[Extracted records]
● ● ●
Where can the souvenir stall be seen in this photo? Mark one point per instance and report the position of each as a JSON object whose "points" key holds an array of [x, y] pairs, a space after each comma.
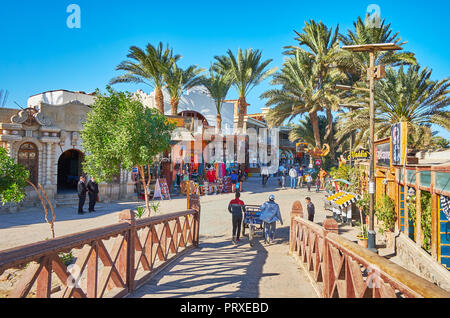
{"points": [[342, 205]]}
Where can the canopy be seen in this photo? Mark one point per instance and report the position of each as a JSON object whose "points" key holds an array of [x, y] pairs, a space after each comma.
{"points": [[342, 199], [343, 181]]}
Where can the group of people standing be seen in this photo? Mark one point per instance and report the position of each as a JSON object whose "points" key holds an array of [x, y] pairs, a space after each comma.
{"points": [[270, 215], [237, 179], [298, 176], [87, 189]]}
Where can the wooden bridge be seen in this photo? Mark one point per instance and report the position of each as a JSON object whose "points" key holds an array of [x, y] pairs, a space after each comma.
{"points": [[121, 259]]}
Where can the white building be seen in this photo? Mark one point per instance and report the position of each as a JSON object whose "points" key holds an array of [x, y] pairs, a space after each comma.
{"points": [[45, 138]]}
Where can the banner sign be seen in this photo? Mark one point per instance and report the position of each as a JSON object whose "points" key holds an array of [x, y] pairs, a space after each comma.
{"points": [[161, 190], [383, 155], [359, 155], [399, 138]]}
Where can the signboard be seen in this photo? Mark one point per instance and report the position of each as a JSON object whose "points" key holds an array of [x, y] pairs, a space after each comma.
{"points": [[161, 190], [399, 143], [383, 155], [359, 155]]}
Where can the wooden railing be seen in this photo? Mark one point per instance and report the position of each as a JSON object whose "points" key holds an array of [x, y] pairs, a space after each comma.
{"points": [[339, 268], [110, 262]]}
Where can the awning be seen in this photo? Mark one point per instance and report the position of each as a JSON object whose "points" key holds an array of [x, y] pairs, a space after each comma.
{"points": [[342, 199]]}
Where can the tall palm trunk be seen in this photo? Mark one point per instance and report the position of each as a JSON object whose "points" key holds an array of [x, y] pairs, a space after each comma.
{"points": [[315, 124], [219, 123], [159, 98], [174, 105], [242, 109], [329, 134]]}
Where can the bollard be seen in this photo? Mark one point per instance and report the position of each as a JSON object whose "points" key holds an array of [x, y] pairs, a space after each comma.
{"points": [[297, 210], [126, 258], [331, 225]]}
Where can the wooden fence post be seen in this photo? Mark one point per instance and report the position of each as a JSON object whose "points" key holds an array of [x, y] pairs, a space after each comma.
{"points": [[127, 256], [329, 225]]}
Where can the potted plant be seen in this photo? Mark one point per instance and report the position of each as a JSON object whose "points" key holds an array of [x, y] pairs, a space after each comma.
{"points": [[385, 212], [363, 236]]}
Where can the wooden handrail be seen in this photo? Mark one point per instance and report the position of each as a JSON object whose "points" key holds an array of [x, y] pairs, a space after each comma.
{"points": [[139, 249], [395, 272], [337, 267]]}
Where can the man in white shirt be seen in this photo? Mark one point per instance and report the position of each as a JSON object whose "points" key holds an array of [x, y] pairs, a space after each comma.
{"points": [[293, 176]]}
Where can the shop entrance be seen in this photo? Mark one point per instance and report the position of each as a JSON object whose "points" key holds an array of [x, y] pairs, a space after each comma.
{"points": [[69, 170]]}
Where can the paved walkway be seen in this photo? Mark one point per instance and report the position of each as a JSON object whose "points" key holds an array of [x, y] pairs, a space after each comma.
{"points": [[217, 268], [220, 269]]}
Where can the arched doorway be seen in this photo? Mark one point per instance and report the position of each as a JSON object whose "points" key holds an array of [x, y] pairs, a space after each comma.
{"points": [[69, 170], [194, 114], [28, 156]]}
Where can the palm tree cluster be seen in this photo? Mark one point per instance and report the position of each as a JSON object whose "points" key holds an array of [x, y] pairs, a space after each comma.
{"points": [[306, 86], [158, 68]]}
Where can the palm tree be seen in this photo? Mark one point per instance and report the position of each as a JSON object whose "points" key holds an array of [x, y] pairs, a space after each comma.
{"points": [[322, 43], [304, 130], [147, 67], [179, 80], [304, 89], [218, 85], [402, 96], [357, 64], [3, 97], [246, 71]]}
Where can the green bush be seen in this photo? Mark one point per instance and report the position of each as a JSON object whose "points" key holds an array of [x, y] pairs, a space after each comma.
{"points": [[385, 212], [425, 201]]}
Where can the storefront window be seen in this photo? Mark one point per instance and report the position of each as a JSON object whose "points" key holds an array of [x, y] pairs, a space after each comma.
{"points": [[28, 157], [442, 181], [411, 176], [425, 179]]}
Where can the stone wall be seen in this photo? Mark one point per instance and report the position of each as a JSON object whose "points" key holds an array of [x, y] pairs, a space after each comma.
{"points": [[416, 260]]}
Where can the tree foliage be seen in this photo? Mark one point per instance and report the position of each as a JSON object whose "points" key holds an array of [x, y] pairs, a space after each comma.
{"points": [[121, 133], [13, 179]]}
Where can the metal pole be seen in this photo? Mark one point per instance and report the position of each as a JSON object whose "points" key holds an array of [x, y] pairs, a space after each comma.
{"points": [[371, 232]]}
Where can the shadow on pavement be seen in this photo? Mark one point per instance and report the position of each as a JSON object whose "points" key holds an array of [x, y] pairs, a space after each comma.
{"points": [[70, 213]]}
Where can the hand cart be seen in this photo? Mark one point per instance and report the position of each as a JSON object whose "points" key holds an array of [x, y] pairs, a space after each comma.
{"points": [[251, 221]]}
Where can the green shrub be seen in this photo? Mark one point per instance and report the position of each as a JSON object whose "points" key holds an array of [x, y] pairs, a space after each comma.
{"points": [[385, 212], [425, 201]]}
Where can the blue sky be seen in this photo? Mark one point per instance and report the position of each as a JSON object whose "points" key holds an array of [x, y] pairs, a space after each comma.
{"points": [[38, 52]]}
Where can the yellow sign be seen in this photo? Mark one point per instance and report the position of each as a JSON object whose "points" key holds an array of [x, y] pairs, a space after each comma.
{"points": [[362, 154]]}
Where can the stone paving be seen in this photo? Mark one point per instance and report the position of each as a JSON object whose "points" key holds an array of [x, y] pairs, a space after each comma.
{"points": [[217, 268]]}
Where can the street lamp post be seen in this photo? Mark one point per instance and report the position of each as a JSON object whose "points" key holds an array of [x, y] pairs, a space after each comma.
{"points": [[350, 107], [373, 74]]}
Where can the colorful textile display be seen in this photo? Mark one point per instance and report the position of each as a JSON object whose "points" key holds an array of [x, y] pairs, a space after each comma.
{"points": [[445, 206], [227, 185]]}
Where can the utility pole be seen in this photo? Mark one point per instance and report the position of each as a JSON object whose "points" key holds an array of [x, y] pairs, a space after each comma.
{"points": [[374, 73]]}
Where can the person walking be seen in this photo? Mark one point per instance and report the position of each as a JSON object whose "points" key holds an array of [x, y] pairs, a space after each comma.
{"points": [[322, 175], [264, 175], [283, 178], [270, 214], [234, 180], [92, 188], [300, 175], [82, 190], [293, 176], [236, 207], [308, 182], [311, 209]]}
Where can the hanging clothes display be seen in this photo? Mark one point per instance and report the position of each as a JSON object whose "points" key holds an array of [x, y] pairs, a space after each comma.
{"points": [[445, 206]]}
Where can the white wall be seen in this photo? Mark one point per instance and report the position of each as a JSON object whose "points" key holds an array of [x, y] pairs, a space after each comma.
{"points": [[195, 100], [60, 98]]}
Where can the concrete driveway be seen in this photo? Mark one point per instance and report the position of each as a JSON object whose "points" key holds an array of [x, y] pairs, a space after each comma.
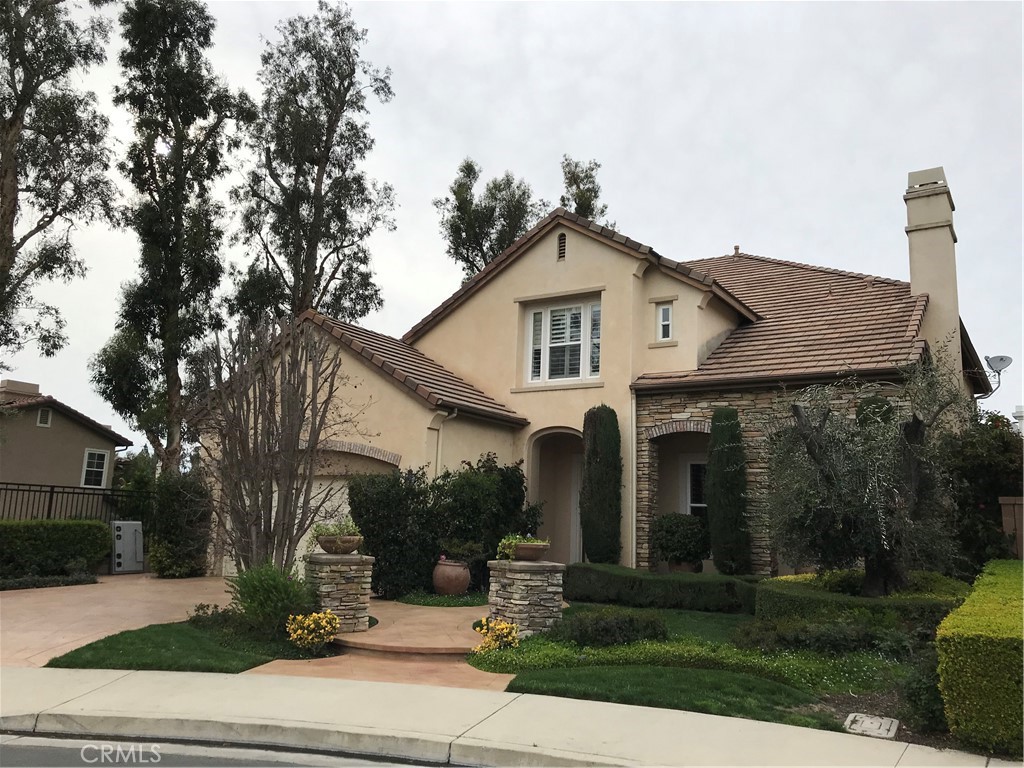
{"points": [[38, 625]]}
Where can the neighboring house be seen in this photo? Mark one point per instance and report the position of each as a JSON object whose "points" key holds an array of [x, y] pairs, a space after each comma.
{"points": [[44, 441], [574, 314]]}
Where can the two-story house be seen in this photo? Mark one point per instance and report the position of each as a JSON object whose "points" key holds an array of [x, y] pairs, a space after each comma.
{"points": [[574, 314]]}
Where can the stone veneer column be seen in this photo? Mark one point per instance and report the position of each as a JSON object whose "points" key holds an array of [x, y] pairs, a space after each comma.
● ● ●
— Task to complete —
Arrange as a numbered list the lines from the one with "Where can the two-story" up to and including the last line of the items, leaving out any blank lines.

— Task response —
1. Where can the two-story house be seen in this photo? Mark one point per instance and report the position of each as a JSON object whose "points" key holds an array of [x, y] pairs, a space after each comma.
2. {"points": [[574, 314]]}
3. Where can the stone veneer column be seen in this photo? Mark one point per instance and report the position of each as a JSON object whose "points" key holds an array of [x, y] pairs, a space after each comma.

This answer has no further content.